* [What you will do]
Copy each of the following items word for word, keeping every line as it appears.
· · ·
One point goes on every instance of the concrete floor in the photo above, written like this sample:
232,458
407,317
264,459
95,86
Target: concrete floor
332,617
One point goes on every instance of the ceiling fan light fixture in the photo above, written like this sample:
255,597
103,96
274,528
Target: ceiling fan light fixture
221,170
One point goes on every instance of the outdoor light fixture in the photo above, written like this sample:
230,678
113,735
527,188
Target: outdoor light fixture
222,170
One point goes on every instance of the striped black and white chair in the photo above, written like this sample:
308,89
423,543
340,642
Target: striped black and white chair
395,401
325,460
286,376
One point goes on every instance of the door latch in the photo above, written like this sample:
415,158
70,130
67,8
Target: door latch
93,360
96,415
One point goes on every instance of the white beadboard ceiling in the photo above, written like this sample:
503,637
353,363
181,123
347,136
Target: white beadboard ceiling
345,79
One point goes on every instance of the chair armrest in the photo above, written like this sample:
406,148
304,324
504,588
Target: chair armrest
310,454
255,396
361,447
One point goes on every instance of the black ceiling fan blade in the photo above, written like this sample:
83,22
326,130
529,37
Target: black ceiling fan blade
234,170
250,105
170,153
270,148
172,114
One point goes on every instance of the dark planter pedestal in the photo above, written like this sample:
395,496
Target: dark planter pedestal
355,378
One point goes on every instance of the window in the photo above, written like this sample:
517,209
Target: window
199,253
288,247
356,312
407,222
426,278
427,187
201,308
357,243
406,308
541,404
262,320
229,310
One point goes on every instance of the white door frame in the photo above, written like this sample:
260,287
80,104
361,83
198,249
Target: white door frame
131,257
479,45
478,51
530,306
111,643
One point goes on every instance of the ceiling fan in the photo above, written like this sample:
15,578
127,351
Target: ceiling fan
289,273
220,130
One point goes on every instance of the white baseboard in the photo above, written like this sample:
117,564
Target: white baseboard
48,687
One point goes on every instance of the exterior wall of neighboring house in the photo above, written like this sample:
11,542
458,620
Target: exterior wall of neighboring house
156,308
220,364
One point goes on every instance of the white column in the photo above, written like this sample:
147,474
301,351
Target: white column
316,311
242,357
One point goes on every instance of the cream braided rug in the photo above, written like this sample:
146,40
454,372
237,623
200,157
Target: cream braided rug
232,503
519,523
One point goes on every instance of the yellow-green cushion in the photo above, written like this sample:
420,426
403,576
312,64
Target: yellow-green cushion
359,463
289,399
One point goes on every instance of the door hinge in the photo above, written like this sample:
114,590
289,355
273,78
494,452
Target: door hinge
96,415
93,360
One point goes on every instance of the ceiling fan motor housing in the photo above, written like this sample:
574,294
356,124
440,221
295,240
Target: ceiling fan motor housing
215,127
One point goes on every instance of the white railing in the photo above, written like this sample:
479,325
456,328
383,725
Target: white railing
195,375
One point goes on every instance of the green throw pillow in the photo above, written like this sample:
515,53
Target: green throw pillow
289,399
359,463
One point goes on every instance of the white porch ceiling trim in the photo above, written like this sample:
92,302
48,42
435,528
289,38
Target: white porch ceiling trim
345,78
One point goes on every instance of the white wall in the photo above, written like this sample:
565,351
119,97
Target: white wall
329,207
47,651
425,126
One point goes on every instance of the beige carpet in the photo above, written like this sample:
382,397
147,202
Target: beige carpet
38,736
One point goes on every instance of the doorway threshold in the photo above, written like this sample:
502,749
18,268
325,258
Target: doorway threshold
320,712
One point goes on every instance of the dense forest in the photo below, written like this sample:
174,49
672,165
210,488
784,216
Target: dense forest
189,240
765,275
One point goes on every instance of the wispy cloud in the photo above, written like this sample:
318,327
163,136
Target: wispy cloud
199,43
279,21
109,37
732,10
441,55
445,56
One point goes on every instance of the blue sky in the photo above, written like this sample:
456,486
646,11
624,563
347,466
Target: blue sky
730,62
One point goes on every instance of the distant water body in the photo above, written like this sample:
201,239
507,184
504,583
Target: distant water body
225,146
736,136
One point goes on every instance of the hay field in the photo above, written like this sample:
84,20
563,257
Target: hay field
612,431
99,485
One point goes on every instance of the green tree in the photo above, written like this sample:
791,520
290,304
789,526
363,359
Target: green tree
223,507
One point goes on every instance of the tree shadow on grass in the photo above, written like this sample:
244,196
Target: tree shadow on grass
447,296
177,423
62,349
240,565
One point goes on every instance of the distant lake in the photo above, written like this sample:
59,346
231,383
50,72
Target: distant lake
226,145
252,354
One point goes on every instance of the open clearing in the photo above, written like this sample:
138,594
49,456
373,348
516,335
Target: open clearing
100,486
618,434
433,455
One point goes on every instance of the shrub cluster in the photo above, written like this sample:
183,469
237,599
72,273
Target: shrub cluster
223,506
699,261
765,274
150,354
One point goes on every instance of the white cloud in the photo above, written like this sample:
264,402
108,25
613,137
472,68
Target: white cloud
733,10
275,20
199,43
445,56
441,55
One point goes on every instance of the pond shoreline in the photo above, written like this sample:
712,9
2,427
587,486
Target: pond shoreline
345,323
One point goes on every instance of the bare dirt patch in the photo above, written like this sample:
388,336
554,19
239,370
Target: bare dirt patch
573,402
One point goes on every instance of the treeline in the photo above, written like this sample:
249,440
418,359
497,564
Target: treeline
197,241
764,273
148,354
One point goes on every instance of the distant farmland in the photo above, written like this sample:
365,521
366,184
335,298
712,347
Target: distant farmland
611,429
· · ·
* [Exercise response]
One point goes on every instance of the concrete floor in the photo above, written like this sample:
232,458
407,317
264,459
95,86
Target: concrete floor
332,617
One point goes on every instance of the ceiling fan light fixture in the photo above, written like this sample:
255,597
103,96
274,528
Target: ceiling fan light fixture
221,170
One point goes on every instance of the outdoor light fixture in the photo above, written like this sample:
230,678
113,735
527,188
Target: outdoor light fixture
222,170
One point goes on every instance of the striped black and white chair in the photo above, written like this sample:
308,89
423,543
340,642
Target: striped black and white chair
395,401
325,460
286,376
One point goes on every instance of the door latch in the photo above, written like this sample:
415,158
70,130
67,8
Target: door latch
93,360
96,415
One point goes on every instance of the white beadboard ceiling in the photo above, written like this sample:
503,637
353,363
181,123
347,136
Target: white beadboard ceiling
345,79
One point goes on every instance of the chair armrest in the photo above, written like this sample:
406,148
304,324
504,588
Target: chair armrest
310,454
255,396
361,447
One point goes on every instance of the black ceiling fan blade in the photo above, written like this sample:
83,22
326,130
529,37
Target: black ceiling fan blade
234,170
250,105
170,153
270,148
172,114
One point goes on every instance of the dark planter pedestal in the photo above, written like this sample:
395,496
Target: dark planter pedestal
355,378
One point goes on every instance of the window in the photo above, written like this sample:
517,209
Target: window
199,253
288,247
356,312
407,222
426,278
427,187
201,308
357,243
406,308
541,404
262,320
229,310
One point goes on every instance of the white door frame in the photo above, written like this sample:
260,287
80,104
361,83
198,249
Target: white door frame
131,257
479,45
478,51
530,306
111,643
One point goes on every instance of the ceiling fan in the photo above, written like this sample:
15,578
127,351
Target: ceiling fan
289,273
220,130
One point goes on every instance of the white baseboard in the photo above, written like this sample:
117,564
Target: white baseboard
48,687
One point goes on every instance of the exterior wall of neighboring house in the photo above, written like this sample:
11,542
458,620
Target: exterior wall of neighboring house
156,308
220,364
One point goes on every instance of the white column in the photo above, written like this sample:
147,474
301,351
Target: white column
316,311
242,357
One point goes on every instance of the cream braided rug in the photo above, written like this sample:
146,40
454,372
237,623
200,157
Target: cream braided rug
232,503
519,523
One point goes on every instance of the yellow-green cushion in the photo above, written like this sample:
420,426
403,576
312,64
Target: yellow-green cushion
359,463
289,399
One point goes on every instance of the door hinge in the photo above, written like this sample:
114,590
289,355
273,78
494,452
Target: door hinge
96,415
93,360
One point goes on every instance of the ceiling fan motor housing in the photo above, written like this sample:
574,294
356,124
440,221
295,240
Target: ceiling fan motor housing
215,127
One point goes on every instance of the white railing in the photo above, written like this sample:
479,325
456,328
383,725
Target: white railing
195,375
One point goes on every instance of the green throw pillow in the photo above, written like this sample:
515,53
Target: green throw pillow
289,399
359,463
One point goes on every instance of the white porch ceiling trim in the photo above, written like this sample:
92,302
48,42
435,528
289,38
Target: white porch ceiling trim
345,78
One point goes on every instance of the white wall in the photo above, written like this sample:
565,351
119,97
Target: white wall
329,207
47,651
425,126
One point goes on every instance of the beige carpet in the photo above, written like this sample:
382,397
147,202
Target: beige carpet
38,736
One point goes on every instance of the doorway threshold in the photo above, written like this sample:
502,749
18,268
325,258
Target: doorway threshold
320,712
One point goes on every instance of the dense forest in the photo below, written like this sample:
174,49
672,165
210,488
784,216
Target: dense forest
189,240
765,275
One point goes on every instance of the wispy cloud in the photo above, written like this sample:
318,327
163,136
Target: wispy cloud
199,43
279,21
109,37
732,10
441,55
445,56
One point goes on every instance of the blue sky in the photo above, written like this sample:
456,486
646,11
624,563
347,466
Target: blue sky
730,62
One point goes on every instance of the distant water body in the photo above, written like this sample:
201,239
507,184
504,583
Target: distant water body
225,146
736,136
One point goes on every instance of the hay field in the photo above, written like this sample:
84,20
563,257
Target: hay field
612,431
99,485
One point goes on every instance of the green tree in the photo above, written like this sample:
791,520
290,304
789,526
363,359
Target: green tree
223,507
One point goes on every instance of the tree shadow on grass in the photo above, written like this sample:
244,196
Target: tree shadow on grass
447,296
177,423
62,349
240,565
One point goes on every instance of the distant lake in the photo above, written like this sample:
59,346
231,383
50,72
Target: distant lake
226,145
252,354
One point goes on every instance of the open clearing in the photo above, written like this sample:
138,594
49,456
373,348
516,335
Target: open clearing
100,486
618,434
433,455
One point goes on every instance of the shrub cluster in the photo above, written like this sample:
183,469
237,599
72,273
Target: shrub cluster
223,506
699,261
765,274
150,354
One point goes on every instance of the white cloud in the photo above, written like this sample:
264,402
108,25
613,137
472,68
Target: white cloud
733,10
275,20
199,43
445,56
441,55
One point goes on every instance of the pond shoreline in the photo above, written like this sample:
712,9
2,427
587,486
Target: pond shoreline
345,323
One point goes on every instance of the bare dirt patch in the photo above, written like this sample:
388,336
554,19
239,370
Target: bare dirt patch
573,402
One point goes on every instance of the treeline in the photo above, written like this sample:
249,440
418,359
497,564
Target: treeline
197,241
764,273
148,354
One point goes on every instance of the distant farmland in the photo above, written like this sample:
365,521
366,184
335,298
712,347
Target: distant farmland
611,429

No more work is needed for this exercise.